→ **EXERCISE GOAL**
Arrange the entries below as a Markdown table with the columns Row and Line, running from the line with "Can you spot the orange basketball jersey" up to and including the line with "x=457, y=358". Number each row and leave out blank lines.

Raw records
»»

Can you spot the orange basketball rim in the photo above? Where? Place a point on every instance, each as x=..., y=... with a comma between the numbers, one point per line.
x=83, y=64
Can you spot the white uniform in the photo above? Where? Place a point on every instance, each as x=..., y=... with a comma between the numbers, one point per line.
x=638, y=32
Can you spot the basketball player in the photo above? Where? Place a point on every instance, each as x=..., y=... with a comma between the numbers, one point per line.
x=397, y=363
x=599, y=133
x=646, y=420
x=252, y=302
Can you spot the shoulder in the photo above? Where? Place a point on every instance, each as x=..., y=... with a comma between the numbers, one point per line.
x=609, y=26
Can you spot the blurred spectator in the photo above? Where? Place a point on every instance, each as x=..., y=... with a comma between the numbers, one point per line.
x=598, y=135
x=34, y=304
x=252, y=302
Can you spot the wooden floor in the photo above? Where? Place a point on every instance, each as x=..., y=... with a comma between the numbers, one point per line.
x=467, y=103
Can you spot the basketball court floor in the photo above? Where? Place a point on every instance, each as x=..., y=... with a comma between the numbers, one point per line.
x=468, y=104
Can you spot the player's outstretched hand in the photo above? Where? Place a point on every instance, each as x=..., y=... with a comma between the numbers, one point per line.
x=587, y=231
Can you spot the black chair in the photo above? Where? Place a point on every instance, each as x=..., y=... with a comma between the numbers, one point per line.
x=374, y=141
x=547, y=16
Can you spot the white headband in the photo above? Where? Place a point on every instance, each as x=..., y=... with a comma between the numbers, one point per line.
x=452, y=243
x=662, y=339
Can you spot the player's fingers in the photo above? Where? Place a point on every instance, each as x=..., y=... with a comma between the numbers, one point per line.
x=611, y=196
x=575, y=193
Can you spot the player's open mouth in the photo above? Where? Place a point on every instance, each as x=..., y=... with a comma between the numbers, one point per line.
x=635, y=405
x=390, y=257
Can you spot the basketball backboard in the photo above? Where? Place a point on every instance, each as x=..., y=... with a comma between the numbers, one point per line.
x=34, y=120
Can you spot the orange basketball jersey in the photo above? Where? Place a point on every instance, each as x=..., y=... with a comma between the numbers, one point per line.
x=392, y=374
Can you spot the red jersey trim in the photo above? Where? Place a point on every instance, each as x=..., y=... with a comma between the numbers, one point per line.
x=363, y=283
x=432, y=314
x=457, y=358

««
»»

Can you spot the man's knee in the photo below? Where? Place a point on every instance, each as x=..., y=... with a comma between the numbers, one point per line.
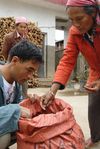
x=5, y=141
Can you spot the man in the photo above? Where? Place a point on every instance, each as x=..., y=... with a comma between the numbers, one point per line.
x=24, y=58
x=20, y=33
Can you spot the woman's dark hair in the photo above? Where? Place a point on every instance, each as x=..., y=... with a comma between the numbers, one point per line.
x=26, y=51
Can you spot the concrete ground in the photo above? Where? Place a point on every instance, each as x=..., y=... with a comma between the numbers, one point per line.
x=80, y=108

««

→ **ANSWER**
| Row | Line |
|---|---|
| 1 | Can you spot the orange basketball jersey in the photo above? Where? Place a point on every instance, each as x=..., y=... with a comma between the numbers, one point per line. |
| 2 | x=392, y=374 |
| 3 | Can you spot the red jersey trim in the photo above? Where? Place a point on every instance, each as x=..., y=... with a comma between the numbers, one point per line. |
| 4 | x=363, y=283 |
| 5 | x=432, y=314 |
| 6 | x=457, y=358 |